Set exercise: The data follows this line. Copy verbatim the line with "Can you find the black" and each line after it to the end.

[Pointing and labeling entries]
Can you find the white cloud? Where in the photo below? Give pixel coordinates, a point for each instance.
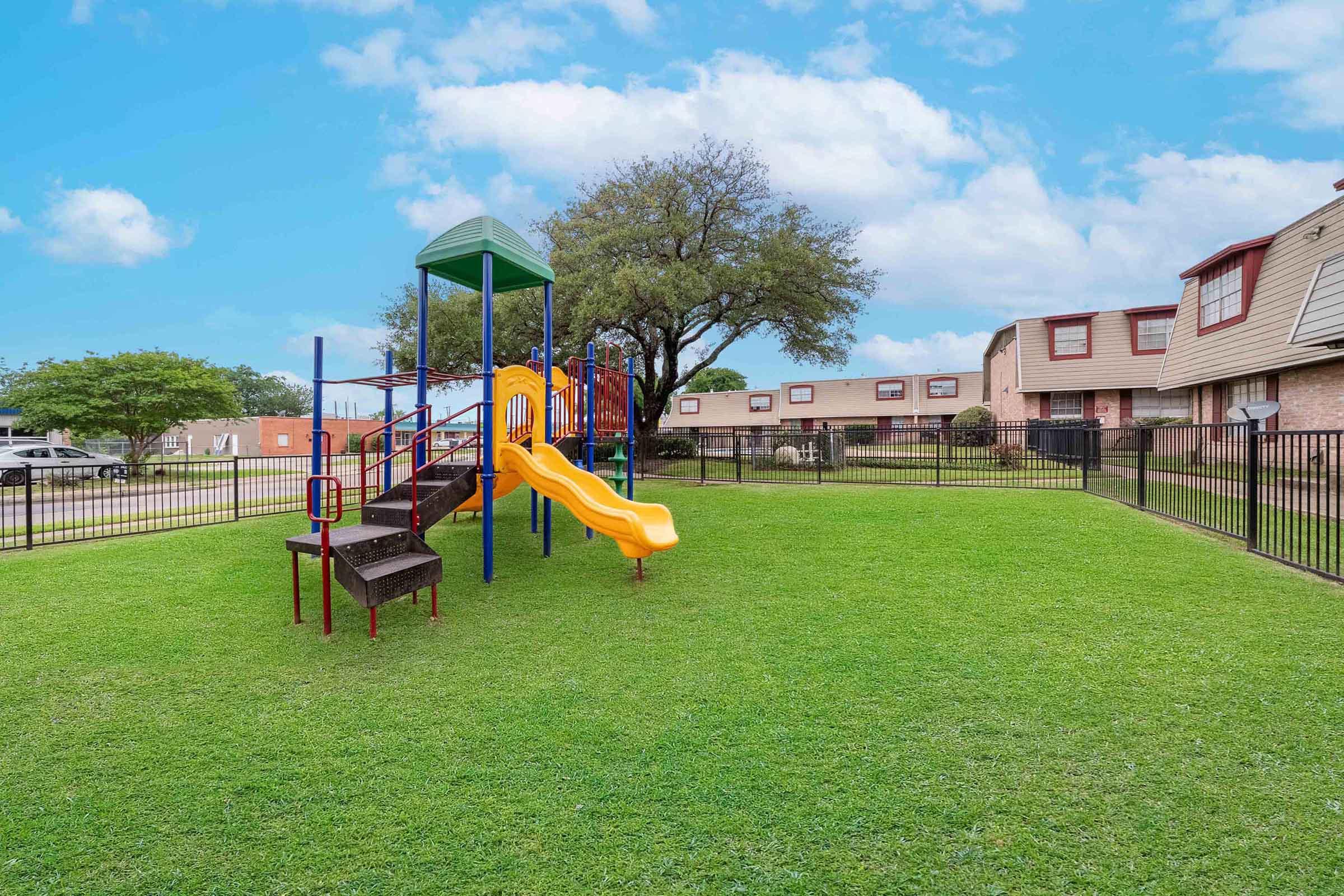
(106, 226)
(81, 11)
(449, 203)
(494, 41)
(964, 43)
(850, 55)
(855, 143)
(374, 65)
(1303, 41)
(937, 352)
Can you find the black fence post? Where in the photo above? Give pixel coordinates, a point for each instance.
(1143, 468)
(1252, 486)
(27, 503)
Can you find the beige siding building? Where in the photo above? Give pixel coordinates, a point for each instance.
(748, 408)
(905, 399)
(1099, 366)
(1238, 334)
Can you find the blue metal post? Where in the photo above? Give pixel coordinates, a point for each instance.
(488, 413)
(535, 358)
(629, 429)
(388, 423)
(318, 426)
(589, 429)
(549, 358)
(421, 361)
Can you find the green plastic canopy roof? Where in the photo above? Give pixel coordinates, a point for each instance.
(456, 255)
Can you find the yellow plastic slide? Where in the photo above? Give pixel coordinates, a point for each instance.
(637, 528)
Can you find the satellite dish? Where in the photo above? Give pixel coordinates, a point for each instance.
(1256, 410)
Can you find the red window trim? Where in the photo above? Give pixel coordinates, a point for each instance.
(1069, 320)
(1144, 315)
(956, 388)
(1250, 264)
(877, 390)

Finished task:
Can you find the black fence post? Where in the photo above? Give pixel coordinates, a point for each instance.
(1143, 468)
(1252, 486)
(27, 503)
Can you find the beige siding building? Where in the photo above? Give pixel coordinates, a point for each instance.
(748, 408)
(905, 399)
(1099, 366)
(1238, 334)
Can you find the blue metal post? Where in the photo above? Give pixel coordinates, a point for each instance.
(488, 413)
(535, 358)
(629, 429)
(388, 423)
(318, 426)
(589, 429)
(549, 358)
(421, 361)
Can you find the green plastic canopy roof? Where in the photo above? Give pixel coordinates, a point for each instance.
(456, 255)
Can you find the yellow plastic slide? Where in the photo above? Give pixel coordinates, a point for each instance.
(637, 528)
Can you find the satellite dish? Where in the photo above? Give pixel coordinates, a point for each instance.
(1256, 410)
Can you find the red window trim? Where in the photo above? Give pixel coordinates, a point for each instance.
(1069, 320)
(1144, 315)
(956, 388)
(1250, 264)
(877, 390)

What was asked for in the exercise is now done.